# Are you all a bunch of "kids"



## Langley (Sep 21, 2003)

I have been a member of this forum for a short time.  This whole time I cannot get out of my mined how old some people are in this forum....

Are you all 25-30 or even older

OR

As I suspect maybe a bunch of 12-18 year olds....

P.S This is not criticism of the quality of posts either.


----------



## edX (Sep 22, 2003)

i'll think you'll find that both staff and membership runs the gamut from kids to old folks. we tend not to dwell too much on age as long as the intellectual quality/maturity level of the communication is ok. age is an uncontrollable variable - everyone is who they are because of how old they are. yet some who are younger are wiser than some who are older. some who are older know more than some who are smarter.  some who are...

just exactly what are you getting at anyway?


----------



## Langley (Sep 22, 2003)

> _Originally posted by edX _
> *just exactly what are you getting at anyway? *



Exactly what I said...


----------



## hulkaros (Sep 22, 2003)

I'm young!  Too young! 

::angel::


----------



## wdw_ (Sep 22, 2003)

I turn 17 in November. Man it's weird to realize that. I still feel 13.


----------



## Arden (Sep 22, 2003)

I'm 18, and in college.
nb3004 is 19.
Ricky and Mr. K are 17.
Androo, dlloyd and UNIX X11 are 14.

You can also look at people's profiles to see their birthdays.


----------



## adambyte (Sep 22, 2003)

I'm 20. I feel like an old fart around here with all these young hoodlums running around.


----------



## Arden (Sep 22, 2003)

Go stand next to Ed.  He's in his 40's or something.


----------



## underdog (Sep 22, 2003)

Im 73, and still hanging in..WALT::ha:: ::angel::


----------



## Vard (Sep 22, 2003)

28...but I feel much younger

Later,
Eddie


----------



## callieX (Sep 22, 2003)

53 in two years it will be 20 years with a Mac

Calliex


----------



## Trip (Sep 22, 2003)

17 here.


----------



## quiksan (Sep 22, 2003)

geeez.  I'll be 25 in a month.  I usually feel young until I'm on macosx.com!


----------



## voice- (Sep 22, 2003)

18 here...


----------



## brianleahy (Sep 22, 2003)

I'm 35 -- and I'm a little stunned to learn I'm not even halfway to being oldest...


----------



## nb3004 (Sep 22, 2003)

im 19 in college as arden said and ive found that in knowing technology age doesnt make much difference.  BTW Underdog you rule


----------



## ~~NeYo~~ (Sep 22, 2003)

I'm 19


----------



## BoneFill (Sep 22, 2003)

would't it be better if you add a poll to this tread so we can know the average age of members? 

BTW I'm 25...


----------



## Trip (Sep 22, 2003)

Hey, you, el moderator of this forum: make it a poll so we can all have fun.


----------



## Browni (Sep 22, 2003)

im 16 - feel like ive been here ages!

(Labeled box records)
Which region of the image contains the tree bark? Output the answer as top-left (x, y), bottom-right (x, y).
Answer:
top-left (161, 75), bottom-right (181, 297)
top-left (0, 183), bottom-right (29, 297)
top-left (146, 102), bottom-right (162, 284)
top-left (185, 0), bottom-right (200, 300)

PROBLEMS:
1. Answer these questions about the forum thread on members' ages:
(a) What age does underdog give?
(b) What does BoneFill suggest adding to the thread, and for what purpose?
(c) According to Arden, how old are Androo, dlloyd and UNIX X11?
2. Pick up the forum thread on members' ages after its last post and keep it going with a few more replies.
This data plays no part in what you're asked to do.

ANSWER SET:
1.
(a) 73.
(b) A poll, so everyone can know the average age of members.
(c) 14.

2.
i second the poll idea


----------



## Pardus (Sep 22, 2003)

31 but besides owning a house and having a wife and 9 year old son, i still ive the same lifestyle I did at 17 except I only get laid by one chick now and my son is like a little brother that I go skate and snowboard with? getting older doesnt mean you have to live like you think someone that age should live.


----------



## Trip (Sep 22, 2003)

When I'm 31 I'm going to own my own graphic design business, work 1 day out of 7, and skateboard around downtown California with my artificial legs.


----------



## Langley (Sep 22, 2003)

Im 24


----------



## ksv (Sep 22, 2003)

15 - I can be put in prison, yet have to right to have any influence on society for another three years. I'm a brick in the wall waiting to fall - a piece of the brainwashing machinery trying to make average persons out of everyone.


----------



## Giaguara (Sep 22, 2003)

my age distance can be measured in days to apple. i don't look that old though.


----------



## Giaguara (Sep 22, 2003)

Okay, here comes the poll.

So, how old are we here again?


----------



## mr. k (Sep 22, 2003)

16!  And really, don't listen to these guys - everyone around here *is* really just a bunch of kids.  But I would give some the credit for having more maturity then the average child...


----------



## Darkshadow (Sep 22, 2003)

Turn 26 in 8 days.

Um...can you be a little more cryptic about your age, Gia?


----------



## habilis (Sep 22, 2003)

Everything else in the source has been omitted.